--- Passage shown ---

New business model for researching, producing vaccines

Published 7 September 2009

Relying on venture capital-funded biotech research is problematic when it comes to vaccines for pandemics and bioterrorism; an expert proposes a private-public partnership within the HHS Biomedical Advance Research and Development Authority

There are many problems with the venture capital-funded biotech business model, and leaders in the public health area offer we examine other models. University of Pittsburgh Medical Center CEO Jeffrey Romoff testified before congress two weeks ago, proposing a public/private model for vaccine production. Before outlining his proposal, Romoff defined the fundamental problem of developing vaccines against pandemics and bioterrorism in the United States:

There is no commercial market for these products [vaccines] outside the government, there are substantial opportunity costs for these companies [traditional pharma], and they have largely not seen the government as a predictable partner in this enterprise.

As a consequence, the current U.S. approach to biodefense medicine and vaccine development relies almost completely on small biotech companies. These companies are innovative and focused, but few have demonstrated the capability to produce licensed vaccines or medicines, and few have in house the technical expertise and/or regulatory experience needed to do this work.

His proposal calls for creating a nonprofit partnership that would build a facility incorporating single-use technologies to produce prophylactics for pandemic disease — but also bioterror countermeasures.

Romoff told the Appropriations Subcommittee on Labor, Health and Human Services, Education, and Related Agencies that traditional business approaches “have not yielded the biologics, vaccines and countermeasures required.” He noted that universities lack the ability to bring great ideas to market, and drug companies do not regard the government — which is often the sole customer of pandemic and bioterror vaccines — as “a predictable partner in this enterprise.”

--- Dataset ---

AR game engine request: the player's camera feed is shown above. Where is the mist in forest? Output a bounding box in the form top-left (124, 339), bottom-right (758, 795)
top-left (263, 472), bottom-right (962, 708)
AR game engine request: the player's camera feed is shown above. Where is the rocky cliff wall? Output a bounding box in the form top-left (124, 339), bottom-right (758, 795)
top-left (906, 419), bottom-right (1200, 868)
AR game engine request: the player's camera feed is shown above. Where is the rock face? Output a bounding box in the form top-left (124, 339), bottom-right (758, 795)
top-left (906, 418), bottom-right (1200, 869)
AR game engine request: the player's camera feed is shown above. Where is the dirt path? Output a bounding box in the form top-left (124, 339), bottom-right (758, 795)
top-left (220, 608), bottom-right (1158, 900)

---
--- Dataset ---

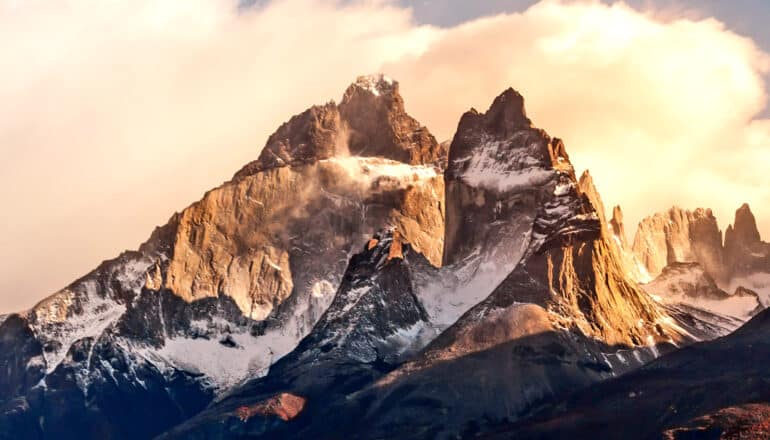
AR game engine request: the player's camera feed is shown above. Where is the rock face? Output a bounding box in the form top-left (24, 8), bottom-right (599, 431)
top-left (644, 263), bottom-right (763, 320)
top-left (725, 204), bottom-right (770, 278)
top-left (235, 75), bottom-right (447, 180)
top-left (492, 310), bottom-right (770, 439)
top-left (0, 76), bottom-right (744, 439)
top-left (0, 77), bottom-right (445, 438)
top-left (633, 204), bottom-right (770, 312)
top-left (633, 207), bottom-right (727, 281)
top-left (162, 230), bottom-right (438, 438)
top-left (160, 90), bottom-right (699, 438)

---
--- Dataset ---

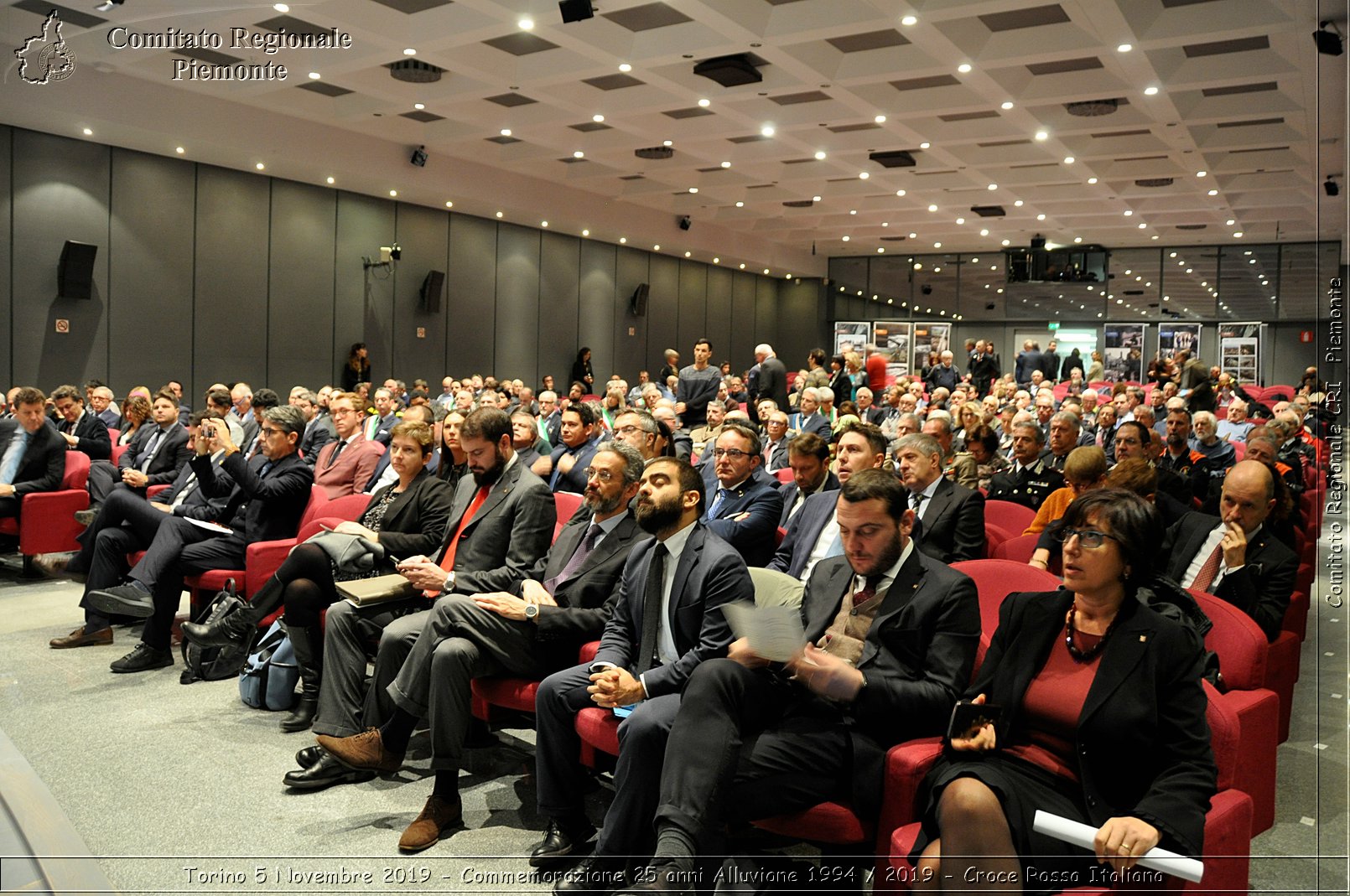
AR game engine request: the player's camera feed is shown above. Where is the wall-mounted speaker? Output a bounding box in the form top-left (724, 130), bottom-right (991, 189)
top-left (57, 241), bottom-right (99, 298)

---

Task item:
Copy out the full article above on a new business model for vaccine research and production, word for word.

Exercise answer:
New business model for researching, producing vaccines

Published 7 September 2009

Relying on venture capital-funded biotech research is problematic when it comes to vaccines for pandemics and bioterrorism; an expert proposes a private-public partnership within the HHS Biomedical Advance Research and Development Authority

There are many problems with the venture capital-funded biotech business model, and leaders in the public health area offer we examine other models. University of Pittsburgh Medical Center CEO Jeffrey Romoff testified before congress two weeks ago, proposing a public/private model for vaccine production. Before outlining his proposal, Romoff defined the fundamental problem of developing vaccines against pandemics and bioterrorism in the United States:

There is no commercial market for these products [vaccines] outside the government, there are substantial opportunity costs for these companies [traditional pharma], and they have largely not seen the government as a predictable partner in this enterprise.

As a consequence, the current U.S. approach to biodefense medicine and vaccine development relies almost completely on small biotech companies. These companies are innovative and focused, but few have demonstrated the capability to produce licensed vaccines or medicines, and few have in house the technical expertise and/or regulatory experience needed to do this work.

His proposal calls for creating a nonprofit partnership that would build a facility incorporating single-use technologies to produce prophylactics for pandemic disease — but also bioterror countermeasures.

Romoff told the Appropriations Subcommittee on Labor, Health and Human Services, Education, and Related Agencies that traditional business approaches “have not yielded the biologics, vaccines and countermeasures required.” He noted that universities lack the ability to bring great ideas to market, and drug companies do not regard the government — which is often the sole customer of pandemic and bioterror vaccines — as “a predictable partner in this enterprise.”